→ Extrait à lire:

....

Critique de Blue Room, de Prune Bonan, vu le 10 novembre 2024 au Théâtre de Belleville
Avec Ike Zacsongo-Joseph ou Louis Battistelli, Aurore Streich ou Léa Philippe, Thomas Sagot ou Maxime Meston, Hélène Rimenaid ou Olenka Ilunga, Alexis Ruotolo, et Prune Bonan, mis en scène par Prune Bonan
Qu’est-ce qui me décide à aller voir un spectacle sur le viol un dimanche après-midi à 50 minutes de chez moi ? Pas grand chose, en vérité. Quelques lignes du résumé qui allument quelque chose en moi. Une photo du spectacle, qui me parle. Une bande de potes autour d’une Game Cube. Ça tient à pas grand chose, une bonne après-midi.
Alors, « un spectacle sur le viol », en fait, non, pas tout à fait. C’est plus fin que ça. Un spectacle sur une bande de potes qui doit faire face, des années après, à des accusations de viol par l’un d’eux. Ils ont été proches, comme on l’est dans ces années-là. On avance ensemble, soudés par une soudure éphémère. Ils se retrouvent dans leur ancien QG, après plusieurs années sans nouvelles. Ils replongent dans les souvenirs des moments partagés, et font face à leur nouvelle réalité qui est le présent.

....

→ Informations affichées:
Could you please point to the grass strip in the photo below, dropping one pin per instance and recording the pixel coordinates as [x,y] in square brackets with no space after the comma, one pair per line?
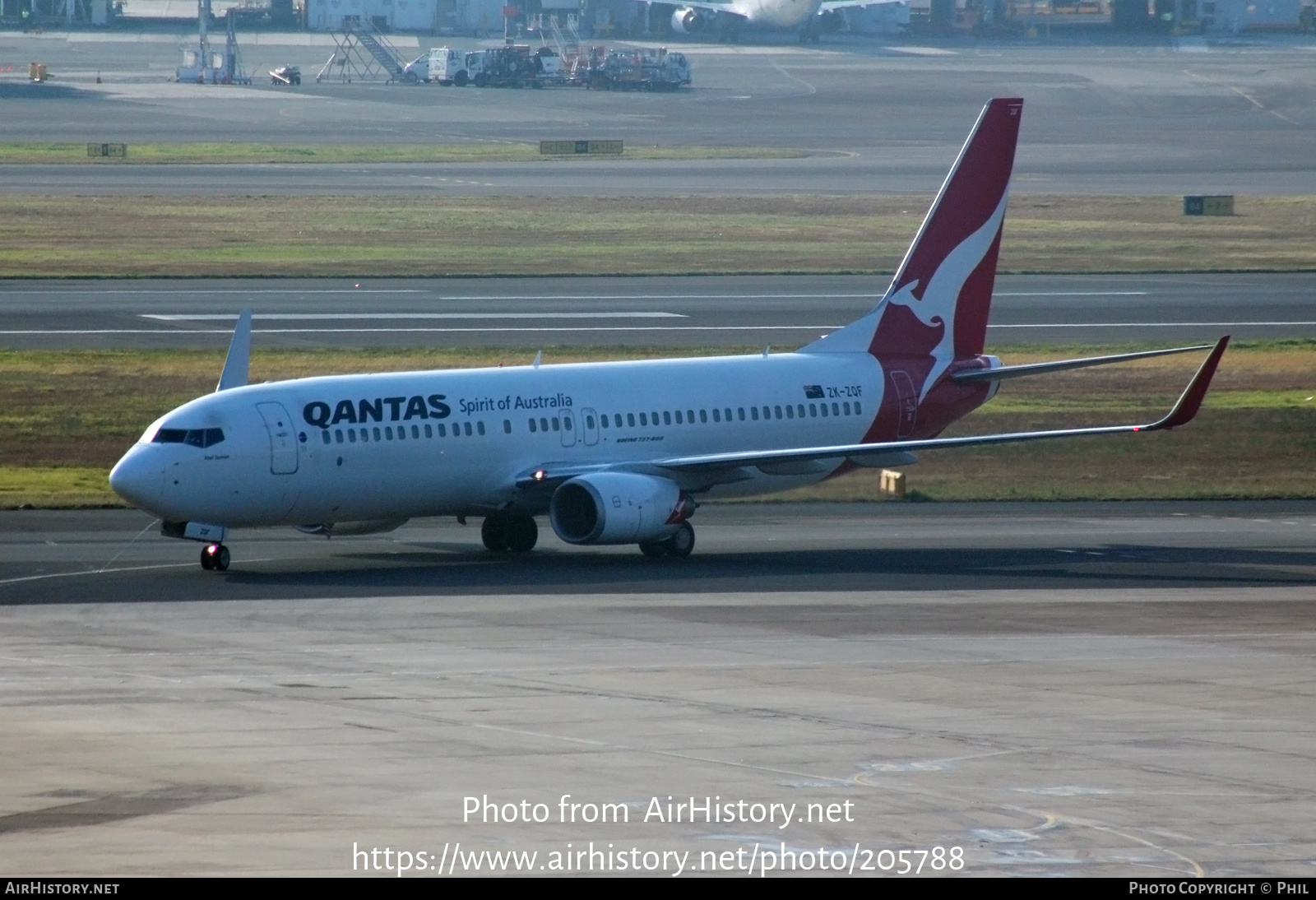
[236,153]
[69,415]
[436,236]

....

→ Consignes:
1 – Recopiez mot pour mot le passage de la critique allant de « Critique de Blue » jusqu'à « une bonne après-midi. » inclus.
2 – Reformulez sous forme de liste le paragraphe de la critique qui commence par le mot « Alors », en conservant ses faits principaux.

→ Corrigé:
1 –
Critique de Blue Room, de Prune Bonan, vu le 10 novembre 2024 au Théâtre de Belleville
Avec Ike Zacsongo-Joseph ou Louis Battistelli, Aurore Streich ou Léa Philippe, Thomas Sagot ou Maxime Meston, Hélène Rimenaid ou Olenka Ilunga, Alexis Ruotolo, et Prune Bonan, mis en scène par Prune Bonan
Qu’est-ce qui me décide à aller voir un spectacle sur le viol un dimanche après-midi à 50 minutes de chez moi ? Pas grand chose, en vérité. Quelques lignes du résumé qui allument quelque chose en moi. Une photo du spectacle, qui me parle. Une bande de potes autour d’une Game Cube. Ça tient à pas grand chose, une bonne après-midi.

2 –
- Ce n'est pas tout à fait un spectacle sur le viol : c'est plus fin que ça.
- Il suit une bande de potes qui doit faire face, des années après, à des accusations de viol par l'un d'eux.
- Ils ont été proches, soudés par une soudure éphémère.
- Après plusieurs années sans nouvelles, ils se retrouvent dans leur ancien QG.
- Ils replongent dans les souvenirs des moments partagés et font face à leur réalité présente.